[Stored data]
*** Begin section ***

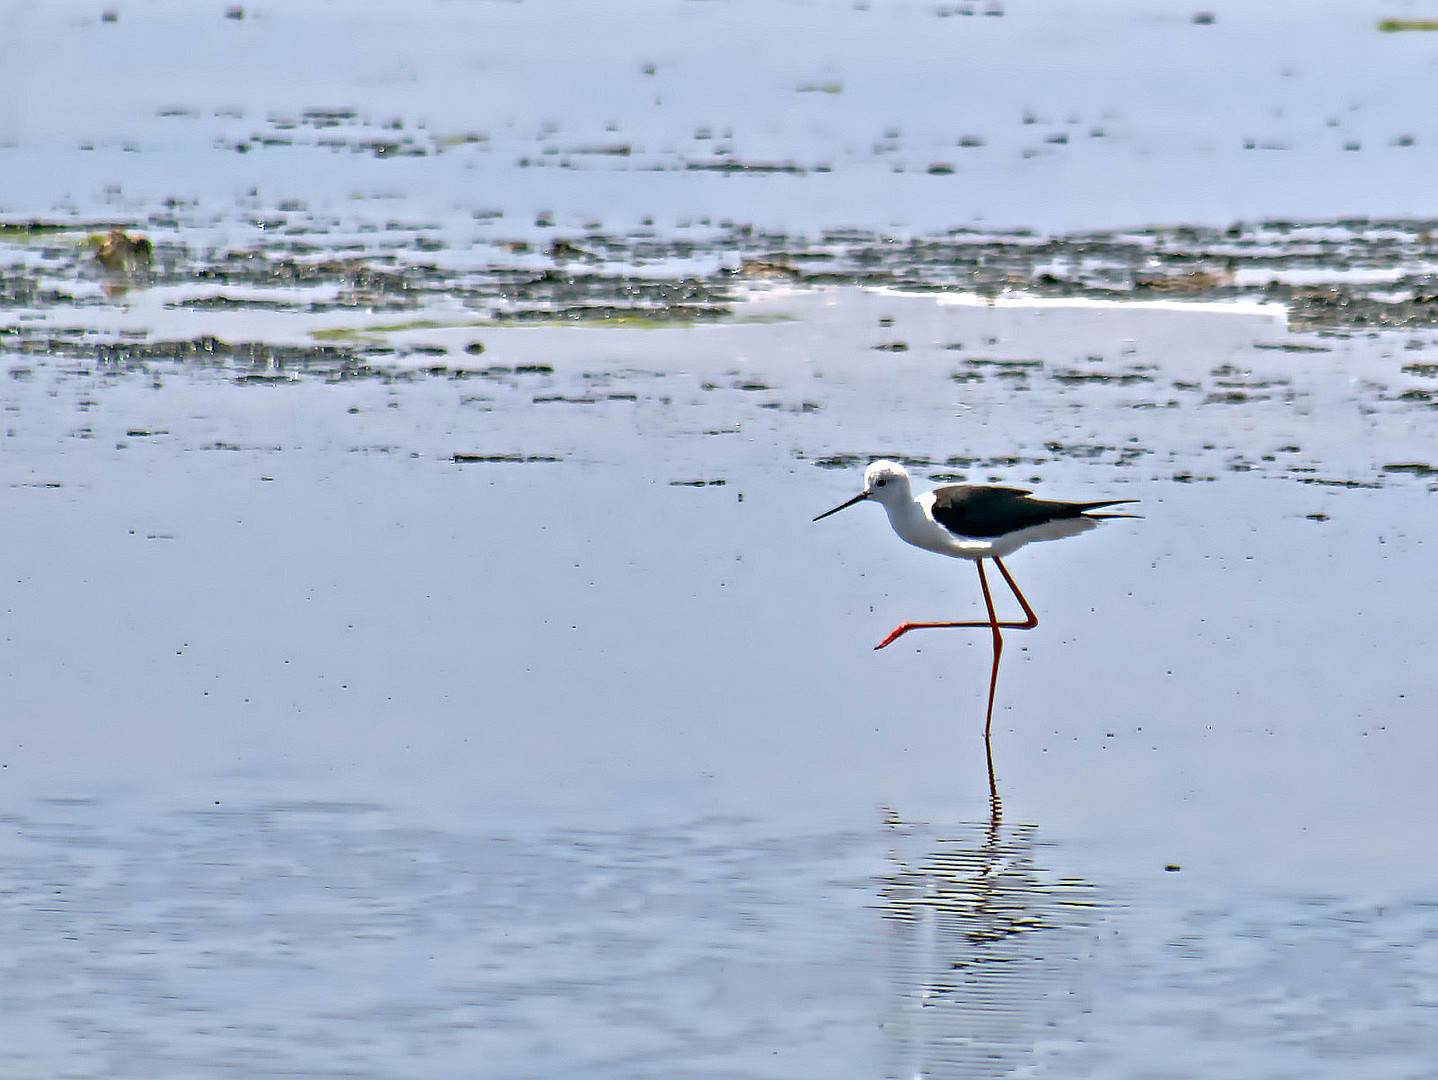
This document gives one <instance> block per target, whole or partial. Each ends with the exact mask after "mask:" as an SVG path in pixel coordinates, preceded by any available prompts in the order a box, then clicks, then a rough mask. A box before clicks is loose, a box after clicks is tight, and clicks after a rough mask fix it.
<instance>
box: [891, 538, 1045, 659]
mask: <svg viewBox="0 0 1438 1080" xmlns="http://www.w3.org/2000/svg"><path fill="white" fill-rule="evenodd" d="M994 565H997V567H998V571H999V574H1002V575H1004V581H1007V582H1008V588H1009V591H1011V592H1012V594H1014V598H1015V600H1018V604H1020V607H1022V608H1024V621H1022V623H995V621H992V618H991V620H989V621H988V623H905V624H903V626H897V627H894V628H893V631H892V633H890V634H889V637H886V639H884V640H883V641H880V643H879V644H876V646H874V649H883V647H884V646H890V644H893V643H894V641H897V640H899V639H900V637H903V636H905V634H907V633H909V631H910V630H951V628H953V630H979V628H982V630H988V628H991V627H995V626H998V627H1002V628H1004V630H1032V628H1034V627H1035V626H1038V615H1035V614H1034V608H1031V607H1030V605H1028V601H1027V600H1024V594H1022V592H1020V591H1018V585H1015V584H1014V578H1012V577H1011V575H1009V572H1008V568H1007V567H1005V565H1004V564H1002V562H1001V561H999V559H994ZM978 567H979V584H981V585H982V587H984V595H985V597H986V595H988V582H986V581H985V580H984V562H982V559H979V561H978ZM989 614H991V615H992V611H991V613H989Z"/></svg>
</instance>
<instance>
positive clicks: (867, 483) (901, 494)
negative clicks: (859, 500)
mask: <svg viewBox="0 0 1438 1080" xmlns="http://www.w3.org/2000/svg"><path fill="white" fill-rule="evenodd" d="M864 498H866V499H874V500H876V502H881V503H883V505H884V506H889V505H892V503H896V502H906V500H909V499H912V498H913V496H912V495H910V493H909V473H907V472H905V467H903V466H902V465H899V462H873V463H871V465H870V466H869V467H867V469H864Z"/></svg>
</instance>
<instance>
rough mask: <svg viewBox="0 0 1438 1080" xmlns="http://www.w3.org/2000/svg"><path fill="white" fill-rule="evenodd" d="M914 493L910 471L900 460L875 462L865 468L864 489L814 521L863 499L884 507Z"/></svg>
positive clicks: (864, 473) (836, 512) (885, 506)
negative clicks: (909, 484) (871, 499)
mask: <svg viewBox="0 0 1438 1080" xmlns="http://www.w3.org/2000/svg"><path fill="white" fill-rule="evenodd" d="M912 498H913V495H910V493H909V473H906V472H905V467H903V466H902V465H899V462H873V463H871V465H870V466H869V467H867V469H864V490H861V492H860V493H858V495H856V496H854V498H853V499H850V500H848V502H841V503H840V505H838V506H835V508H834V509H831V511H824V513H821V515H818V518H815V519H814V521H818V519H820V518H827V516H828V515H831V513H838V512H840V511H841V509H844V508H846V506H853V505H854V503H856V502H860V500H861V499H873V500H874V502H879V503H883V505H884V508H889V506H897V505H900V503H903V502H906V500H909V499H912Z"/></svg>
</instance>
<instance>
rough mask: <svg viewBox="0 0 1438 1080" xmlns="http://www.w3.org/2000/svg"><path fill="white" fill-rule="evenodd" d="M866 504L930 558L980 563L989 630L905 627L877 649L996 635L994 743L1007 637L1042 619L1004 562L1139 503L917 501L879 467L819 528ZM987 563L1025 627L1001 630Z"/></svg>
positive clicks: (990, 694)
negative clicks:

*** End section ***

Exercise requirements:
An exact repeat of the lines from the one containing "negative clicks: (909, 484) (871, 499)" through the final line of the entries is the whole answer.

Response for this exercise:
negative clicks: (909, 484) (871, 499)
mask: <svg viewBox="0 0 1438 1080" xmlns="http://www.w3.org/2000/svg"><path fill="white" fill-rule="evenodd" d="M912 498H913V495H910V493H909V473H906V472H905V467H903V466H902V465H899V462H873V463H871V465H870V466H869V467H867V469H864V490H861V492H860V493H858V495H856V496H854V498H853V499H850V500H848V502H841V503H840V505H838V506H835V508H834V509H831V511H824V513H821V515H818V518H815V519H814V521H818V519H820V518H827V516H828V515H831V513H838V512H840V511H841V509H844V508H846V506H853V505H854V503H856V502H860V500H861V499H873V500H874V502H879V503H883V505H884V508H889V506H897V505H900V503H903V502H906V500H909V499H912Z"/></svg>
</instance>
<instance>
rough mask: <svg viewBox="0 0 1438 1080" xmlns="http://www.w3.org/2000/svg"><path fill="white" fill-rule="evenodd" d="M866 504L930 558L980 563L989 630L905 627L877 649L996 635L994 743L1007 637L1042 619L1004 562L1139 503L917 501L879 467L819 528ZM987 563L1025 627L1001 630Z"/></svg>
positive clicks: (990, 694)
negative clicks:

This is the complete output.